◆ ENTRIES SUPPLIED
____________

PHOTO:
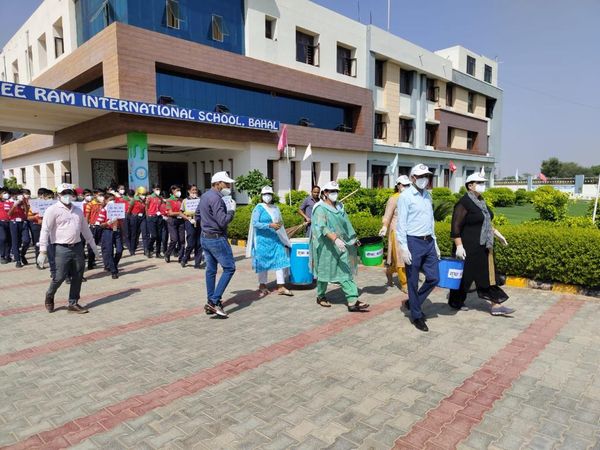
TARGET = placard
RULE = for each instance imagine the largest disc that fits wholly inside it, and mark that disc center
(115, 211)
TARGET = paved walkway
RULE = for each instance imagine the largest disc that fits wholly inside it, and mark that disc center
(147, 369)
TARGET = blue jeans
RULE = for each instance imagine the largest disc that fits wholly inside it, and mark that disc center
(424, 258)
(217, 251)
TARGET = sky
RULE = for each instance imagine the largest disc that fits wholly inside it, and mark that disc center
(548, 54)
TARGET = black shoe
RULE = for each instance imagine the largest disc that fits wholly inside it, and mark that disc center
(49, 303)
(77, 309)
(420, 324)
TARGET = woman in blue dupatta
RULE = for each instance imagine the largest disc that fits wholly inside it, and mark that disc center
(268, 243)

____________

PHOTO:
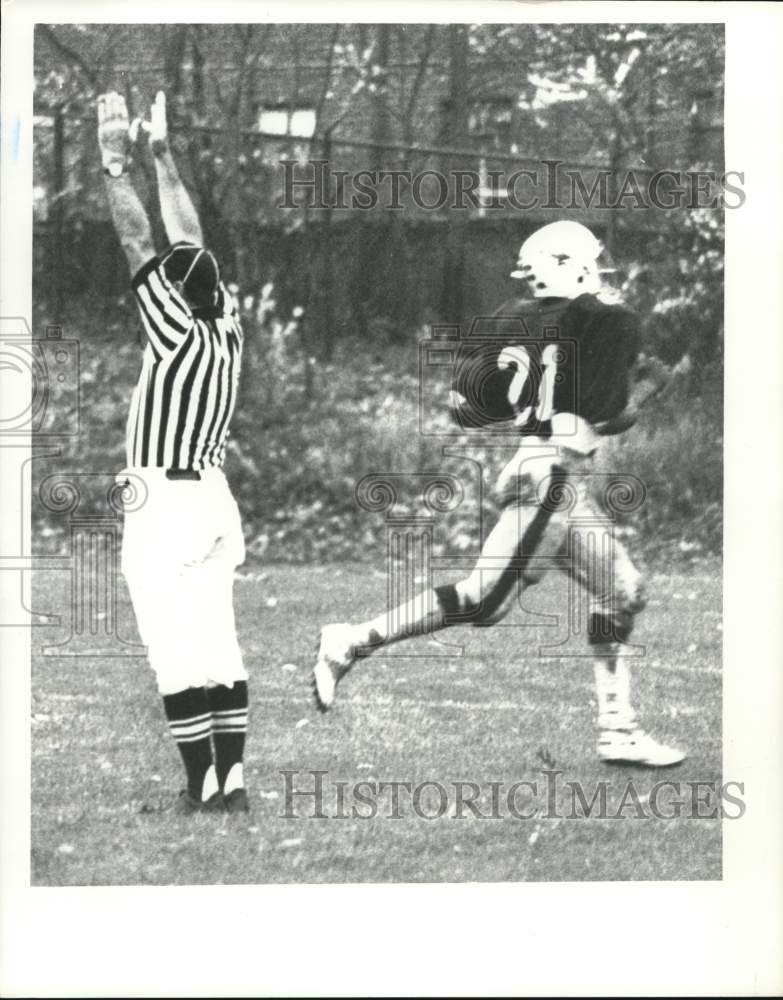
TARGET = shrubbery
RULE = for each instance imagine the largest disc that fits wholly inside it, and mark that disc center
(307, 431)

____________

◆ WHAT IS NEEDED
Pick out every line in the entries above that contains the string "TARGET", and copy each one in full.

◆ OUTPUT
TARGET = placard
TARGET = paved walkway
TARGET = blue jeans
TARGET = sky
TARGET = black shoe
TARGET = woman in blue dupatta
TARGET = shrubbery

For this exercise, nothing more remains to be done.